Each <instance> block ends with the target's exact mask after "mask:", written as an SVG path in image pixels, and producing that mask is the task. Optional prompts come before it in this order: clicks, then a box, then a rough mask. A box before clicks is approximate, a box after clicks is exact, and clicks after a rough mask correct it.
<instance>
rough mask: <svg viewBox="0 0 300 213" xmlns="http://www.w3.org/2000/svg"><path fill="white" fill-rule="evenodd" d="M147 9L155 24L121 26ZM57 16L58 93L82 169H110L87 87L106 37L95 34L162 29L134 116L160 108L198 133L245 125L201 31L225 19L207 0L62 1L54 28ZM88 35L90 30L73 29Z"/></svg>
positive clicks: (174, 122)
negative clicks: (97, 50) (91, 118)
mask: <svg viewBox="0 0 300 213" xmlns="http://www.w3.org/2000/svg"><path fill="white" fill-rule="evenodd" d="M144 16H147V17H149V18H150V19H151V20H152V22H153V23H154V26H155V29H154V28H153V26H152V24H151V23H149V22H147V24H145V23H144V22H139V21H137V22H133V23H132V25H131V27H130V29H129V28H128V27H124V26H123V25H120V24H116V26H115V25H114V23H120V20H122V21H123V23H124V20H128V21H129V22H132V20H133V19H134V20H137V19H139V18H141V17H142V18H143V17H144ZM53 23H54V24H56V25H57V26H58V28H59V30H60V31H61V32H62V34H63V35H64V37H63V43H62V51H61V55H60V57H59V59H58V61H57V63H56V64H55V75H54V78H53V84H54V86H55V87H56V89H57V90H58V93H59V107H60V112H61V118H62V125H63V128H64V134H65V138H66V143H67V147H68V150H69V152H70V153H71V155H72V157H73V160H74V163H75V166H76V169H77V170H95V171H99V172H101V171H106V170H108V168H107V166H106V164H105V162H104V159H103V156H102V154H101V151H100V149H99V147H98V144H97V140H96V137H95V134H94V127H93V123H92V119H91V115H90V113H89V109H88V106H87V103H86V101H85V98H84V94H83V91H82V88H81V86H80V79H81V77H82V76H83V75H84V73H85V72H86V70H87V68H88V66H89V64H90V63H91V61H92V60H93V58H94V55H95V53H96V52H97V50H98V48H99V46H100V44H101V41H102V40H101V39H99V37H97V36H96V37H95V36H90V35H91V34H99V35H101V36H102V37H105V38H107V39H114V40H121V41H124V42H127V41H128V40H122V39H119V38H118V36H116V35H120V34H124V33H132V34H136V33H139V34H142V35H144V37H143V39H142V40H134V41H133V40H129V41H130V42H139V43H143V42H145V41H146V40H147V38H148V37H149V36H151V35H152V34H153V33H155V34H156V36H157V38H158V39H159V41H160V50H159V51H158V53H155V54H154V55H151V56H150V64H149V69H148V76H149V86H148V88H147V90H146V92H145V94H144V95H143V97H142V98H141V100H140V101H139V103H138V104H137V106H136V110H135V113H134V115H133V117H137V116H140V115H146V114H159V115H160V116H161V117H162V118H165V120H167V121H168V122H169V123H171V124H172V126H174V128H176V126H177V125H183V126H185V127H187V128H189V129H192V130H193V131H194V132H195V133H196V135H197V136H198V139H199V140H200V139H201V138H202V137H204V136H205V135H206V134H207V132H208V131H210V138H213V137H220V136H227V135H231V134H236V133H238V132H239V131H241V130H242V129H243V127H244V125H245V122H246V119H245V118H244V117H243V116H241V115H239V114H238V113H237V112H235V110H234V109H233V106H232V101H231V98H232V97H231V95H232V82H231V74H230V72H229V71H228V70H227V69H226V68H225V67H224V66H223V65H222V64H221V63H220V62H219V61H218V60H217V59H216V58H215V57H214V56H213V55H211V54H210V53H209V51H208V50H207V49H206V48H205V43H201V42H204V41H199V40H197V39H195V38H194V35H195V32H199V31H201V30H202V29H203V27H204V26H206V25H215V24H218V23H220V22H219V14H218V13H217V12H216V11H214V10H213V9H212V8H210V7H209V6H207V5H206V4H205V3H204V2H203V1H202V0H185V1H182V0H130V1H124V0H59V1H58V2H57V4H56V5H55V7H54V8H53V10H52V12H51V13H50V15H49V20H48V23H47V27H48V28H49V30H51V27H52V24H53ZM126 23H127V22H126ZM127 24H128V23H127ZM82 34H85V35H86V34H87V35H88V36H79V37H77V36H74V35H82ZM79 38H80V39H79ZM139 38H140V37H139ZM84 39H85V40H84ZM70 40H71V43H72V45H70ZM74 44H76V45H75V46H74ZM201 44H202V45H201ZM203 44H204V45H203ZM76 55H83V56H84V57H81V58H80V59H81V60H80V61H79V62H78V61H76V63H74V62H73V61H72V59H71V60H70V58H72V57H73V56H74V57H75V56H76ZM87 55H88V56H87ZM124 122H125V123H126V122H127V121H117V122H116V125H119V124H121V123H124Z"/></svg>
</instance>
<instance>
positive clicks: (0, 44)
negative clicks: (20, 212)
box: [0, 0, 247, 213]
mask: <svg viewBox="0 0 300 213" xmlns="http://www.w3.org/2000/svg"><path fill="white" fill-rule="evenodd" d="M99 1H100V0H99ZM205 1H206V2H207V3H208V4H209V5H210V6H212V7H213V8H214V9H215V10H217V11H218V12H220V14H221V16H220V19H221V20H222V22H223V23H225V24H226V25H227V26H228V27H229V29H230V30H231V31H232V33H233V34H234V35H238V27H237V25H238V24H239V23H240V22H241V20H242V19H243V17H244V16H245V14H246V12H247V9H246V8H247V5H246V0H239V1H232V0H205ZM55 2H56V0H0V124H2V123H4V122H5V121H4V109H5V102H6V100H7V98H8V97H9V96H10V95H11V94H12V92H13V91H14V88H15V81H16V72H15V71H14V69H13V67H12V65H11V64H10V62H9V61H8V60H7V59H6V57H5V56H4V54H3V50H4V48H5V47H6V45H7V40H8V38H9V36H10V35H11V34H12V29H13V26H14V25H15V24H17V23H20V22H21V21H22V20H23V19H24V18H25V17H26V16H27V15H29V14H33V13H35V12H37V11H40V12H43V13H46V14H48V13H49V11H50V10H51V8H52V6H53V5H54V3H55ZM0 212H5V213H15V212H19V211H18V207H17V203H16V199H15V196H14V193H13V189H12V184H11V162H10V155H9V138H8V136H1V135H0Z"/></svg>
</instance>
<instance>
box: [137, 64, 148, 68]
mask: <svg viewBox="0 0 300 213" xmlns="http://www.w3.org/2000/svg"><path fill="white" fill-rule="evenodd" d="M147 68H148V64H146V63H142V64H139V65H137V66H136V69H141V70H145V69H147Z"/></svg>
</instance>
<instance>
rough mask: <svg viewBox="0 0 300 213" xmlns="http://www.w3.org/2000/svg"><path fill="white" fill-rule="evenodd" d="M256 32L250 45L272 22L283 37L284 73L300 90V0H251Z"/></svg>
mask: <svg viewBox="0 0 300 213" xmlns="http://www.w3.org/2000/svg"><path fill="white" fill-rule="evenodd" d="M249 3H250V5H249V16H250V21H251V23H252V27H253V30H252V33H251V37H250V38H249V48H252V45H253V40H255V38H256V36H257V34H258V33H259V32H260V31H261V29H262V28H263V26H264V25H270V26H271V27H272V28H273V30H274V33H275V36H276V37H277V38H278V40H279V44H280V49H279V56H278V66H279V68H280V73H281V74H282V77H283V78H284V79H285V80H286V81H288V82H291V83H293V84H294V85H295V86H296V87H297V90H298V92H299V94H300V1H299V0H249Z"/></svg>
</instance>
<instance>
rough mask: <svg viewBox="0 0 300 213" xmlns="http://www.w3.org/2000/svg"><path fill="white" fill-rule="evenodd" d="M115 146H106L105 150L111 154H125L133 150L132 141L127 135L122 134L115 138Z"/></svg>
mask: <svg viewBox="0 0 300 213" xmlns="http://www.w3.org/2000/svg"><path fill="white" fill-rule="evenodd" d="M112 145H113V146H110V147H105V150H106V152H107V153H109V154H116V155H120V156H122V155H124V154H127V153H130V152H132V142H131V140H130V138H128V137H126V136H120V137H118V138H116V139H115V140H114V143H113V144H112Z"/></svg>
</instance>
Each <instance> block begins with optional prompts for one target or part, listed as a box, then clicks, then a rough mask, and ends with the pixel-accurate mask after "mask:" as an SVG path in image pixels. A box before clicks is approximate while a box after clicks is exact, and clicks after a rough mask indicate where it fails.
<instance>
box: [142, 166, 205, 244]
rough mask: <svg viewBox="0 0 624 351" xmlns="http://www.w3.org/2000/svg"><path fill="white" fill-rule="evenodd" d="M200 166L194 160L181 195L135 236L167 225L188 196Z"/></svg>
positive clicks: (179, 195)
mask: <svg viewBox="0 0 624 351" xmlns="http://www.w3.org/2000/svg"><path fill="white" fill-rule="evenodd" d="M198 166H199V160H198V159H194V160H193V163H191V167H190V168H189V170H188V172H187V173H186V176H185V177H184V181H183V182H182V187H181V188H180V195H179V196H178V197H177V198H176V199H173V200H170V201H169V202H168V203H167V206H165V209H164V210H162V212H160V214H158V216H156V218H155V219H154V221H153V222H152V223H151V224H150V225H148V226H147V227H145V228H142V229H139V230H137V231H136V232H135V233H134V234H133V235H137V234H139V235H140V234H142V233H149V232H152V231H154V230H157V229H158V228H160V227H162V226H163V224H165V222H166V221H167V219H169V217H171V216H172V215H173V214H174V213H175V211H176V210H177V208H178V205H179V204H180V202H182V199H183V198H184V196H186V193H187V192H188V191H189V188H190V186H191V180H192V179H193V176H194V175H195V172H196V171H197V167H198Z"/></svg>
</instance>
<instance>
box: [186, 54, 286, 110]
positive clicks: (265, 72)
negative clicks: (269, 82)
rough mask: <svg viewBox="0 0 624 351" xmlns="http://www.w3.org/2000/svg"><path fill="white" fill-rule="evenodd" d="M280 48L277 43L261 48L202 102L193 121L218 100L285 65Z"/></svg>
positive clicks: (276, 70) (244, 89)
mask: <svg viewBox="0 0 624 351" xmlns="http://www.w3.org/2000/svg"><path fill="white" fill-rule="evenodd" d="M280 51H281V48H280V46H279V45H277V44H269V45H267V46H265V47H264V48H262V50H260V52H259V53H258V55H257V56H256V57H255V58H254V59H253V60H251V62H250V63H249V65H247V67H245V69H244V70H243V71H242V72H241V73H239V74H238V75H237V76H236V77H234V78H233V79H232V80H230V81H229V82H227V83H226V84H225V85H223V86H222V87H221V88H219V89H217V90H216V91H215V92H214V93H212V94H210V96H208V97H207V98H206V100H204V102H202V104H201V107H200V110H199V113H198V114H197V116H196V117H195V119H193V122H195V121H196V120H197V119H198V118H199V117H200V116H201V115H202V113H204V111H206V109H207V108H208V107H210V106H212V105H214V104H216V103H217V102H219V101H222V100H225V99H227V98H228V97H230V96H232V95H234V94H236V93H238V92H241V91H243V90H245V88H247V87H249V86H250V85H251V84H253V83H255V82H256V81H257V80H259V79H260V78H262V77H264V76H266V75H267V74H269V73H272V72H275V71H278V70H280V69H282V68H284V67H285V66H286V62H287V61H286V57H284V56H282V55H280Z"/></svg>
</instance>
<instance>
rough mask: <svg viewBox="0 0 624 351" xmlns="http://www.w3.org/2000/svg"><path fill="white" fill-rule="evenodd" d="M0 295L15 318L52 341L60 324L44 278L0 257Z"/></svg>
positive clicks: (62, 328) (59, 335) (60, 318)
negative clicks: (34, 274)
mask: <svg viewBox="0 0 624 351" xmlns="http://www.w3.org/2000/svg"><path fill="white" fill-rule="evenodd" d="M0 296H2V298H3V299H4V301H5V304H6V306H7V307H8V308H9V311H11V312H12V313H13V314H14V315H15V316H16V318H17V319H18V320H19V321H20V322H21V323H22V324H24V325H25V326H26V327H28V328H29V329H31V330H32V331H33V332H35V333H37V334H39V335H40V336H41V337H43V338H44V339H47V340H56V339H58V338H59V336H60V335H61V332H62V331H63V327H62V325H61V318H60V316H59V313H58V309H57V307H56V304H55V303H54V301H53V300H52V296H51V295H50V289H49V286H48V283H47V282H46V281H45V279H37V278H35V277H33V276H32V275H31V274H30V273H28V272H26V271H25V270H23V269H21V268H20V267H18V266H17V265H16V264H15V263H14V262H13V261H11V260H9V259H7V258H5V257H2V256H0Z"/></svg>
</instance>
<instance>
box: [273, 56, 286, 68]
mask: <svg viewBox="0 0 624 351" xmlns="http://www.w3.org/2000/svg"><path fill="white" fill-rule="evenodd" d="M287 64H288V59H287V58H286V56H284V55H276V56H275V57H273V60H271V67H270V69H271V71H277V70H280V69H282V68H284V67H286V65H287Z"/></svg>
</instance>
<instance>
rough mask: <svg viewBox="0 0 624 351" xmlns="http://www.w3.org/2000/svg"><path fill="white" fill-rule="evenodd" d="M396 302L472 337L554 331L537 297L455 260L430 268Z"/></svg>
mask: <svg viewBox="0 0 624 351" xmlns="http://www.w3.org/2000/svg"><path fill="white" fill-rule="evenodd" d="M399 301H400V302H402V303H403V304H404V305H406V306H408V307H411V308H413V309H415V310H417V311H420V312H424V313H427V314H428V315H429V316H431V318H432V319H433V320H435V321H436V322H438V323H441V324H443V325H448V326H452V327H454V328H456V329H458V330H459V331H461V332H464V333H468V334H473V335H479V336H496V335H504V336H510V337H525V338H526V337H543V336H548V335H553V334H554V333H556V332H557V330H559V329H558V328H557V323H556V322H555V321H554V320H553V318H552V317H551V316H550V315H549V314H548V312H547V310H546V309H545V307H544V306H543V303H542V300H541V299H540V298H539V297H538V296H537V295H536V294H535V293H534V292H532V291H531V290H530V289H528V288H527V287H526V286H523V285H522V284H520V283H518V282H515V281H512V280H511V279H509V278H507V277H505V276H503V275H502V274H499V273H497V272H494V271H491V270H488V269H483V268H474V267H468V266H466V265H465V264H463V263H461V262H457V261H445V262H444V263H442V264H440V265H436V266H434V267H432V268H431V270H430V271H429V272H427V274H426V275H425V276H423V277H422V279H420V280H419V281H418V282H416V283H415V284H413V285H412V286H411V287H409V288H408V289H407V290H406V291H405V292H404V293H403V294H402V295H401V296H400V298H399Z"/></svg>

──────────────────────────────

WHAT TO WORK ON |
All lines from the top of the data through the line containing "positive clicks: (174, 122)" need to be retyped exactly, and nothing more.

WORKED SOLUTION |
Each <instance> block ends with the target's exact mask after "mask:", written as an SVG path in image pixels, and producing that mask is the task. Optional prompts come before it in this order: clicks, then a box, then a rough mask. A box before clicks is approximate, a box after clicks is exact, and clicks after a rough mask correct it.
<instance>
rough mask: <svg viewBox="0 0 300 213" xmlns="http://www.w3.org/2000/svg"><path fill="white" fill-rule="evenodd" d="M147 9L155 24L121 26ZM57 16L58 93L82 169H110L87 87L106 37L95 34L162 29L134 116L160 108L198 133L245 125L201 31L225 19L207 0L62 1L54 28ZM88 35L90 30L73 29Z"/></svg>
positive clicks: (174, 122)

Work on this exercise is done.